# Recorded information

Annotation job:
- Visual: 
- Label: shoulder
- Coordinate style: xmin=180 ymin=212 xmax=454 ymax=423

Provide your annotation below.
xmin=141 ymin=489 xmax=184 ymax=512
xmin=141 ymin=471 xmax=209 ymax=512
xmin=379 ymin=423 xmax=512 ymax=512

# The request
Copy every line of the rows above, requests included, and add 87 to each coordinate in the answer boxes.

# Written solution
Annotation job:
- Visual: 
- Label: shoulder
- Coordinate style: xmin=180 ymin=212 xmax=454 ymax=423

Provide your annotation below.
xmin=228 ymin=576 xmax=271 ymax=599
xmin=228 ymin=558 xmax=296 ymax=599
xmin=466 ymin=510 xmax=599 ymax=599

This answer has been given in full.